Task brief:
From the data below, set down exactly the lines between the one holding "For every instance of the golden" and the one holding "For every instance of the woman", inclusive, and no others.

Data to use:

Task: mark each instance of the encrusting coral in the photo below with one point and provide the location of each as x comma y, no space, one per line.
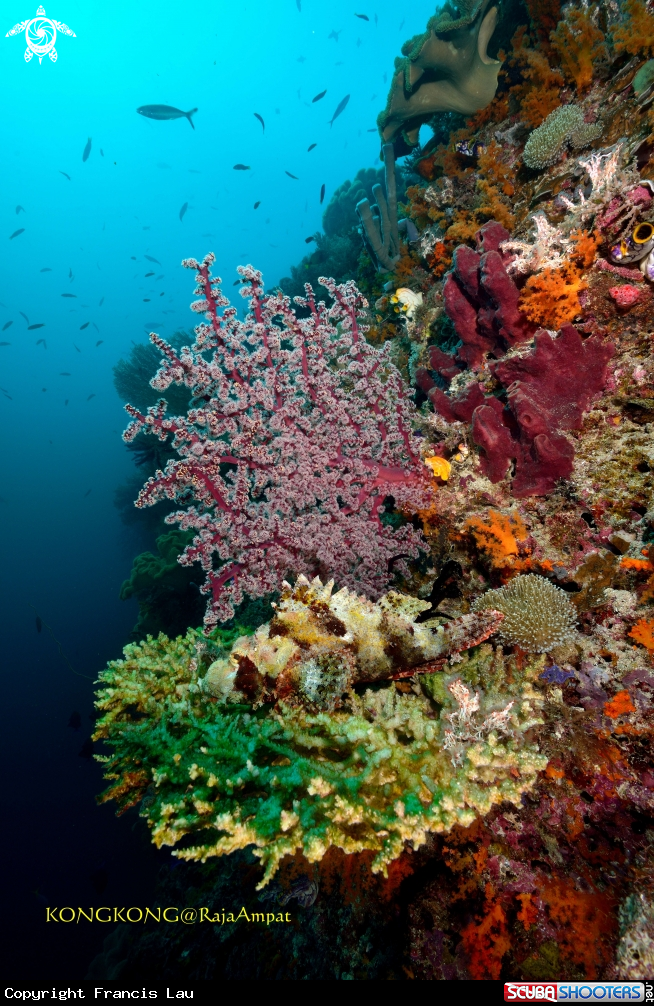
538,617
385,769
--
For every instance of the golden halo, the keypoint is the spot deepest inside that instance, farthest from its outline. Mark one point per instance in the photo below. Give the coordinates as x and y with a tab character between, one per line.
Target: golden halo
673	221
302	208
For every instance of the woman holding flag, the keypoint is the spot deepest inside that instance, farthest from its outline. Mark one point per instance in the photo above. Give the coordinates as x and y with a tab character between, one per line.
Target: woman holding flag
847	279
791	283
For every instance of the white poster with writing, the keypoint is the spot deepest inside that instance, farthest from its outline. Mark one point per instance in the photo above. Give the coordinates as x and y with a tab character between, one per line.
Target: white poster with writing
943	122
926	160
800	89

Finished task:
For every instance of the golden halo, the keypoint is the spot deepest inside that instance, farthest from its outline. Mark one point per instance in the photo below. Give the coordinates as x and y with a tab character between, one per line.
Target: golden halo
673	221
302	208
For every instance of the woman holding flag, the keypoint is the spot deepest inside that instance, farthest from its outline. Mark one point per instance in the photo above. Give the coordinates as x and y with a tab character between, one per line.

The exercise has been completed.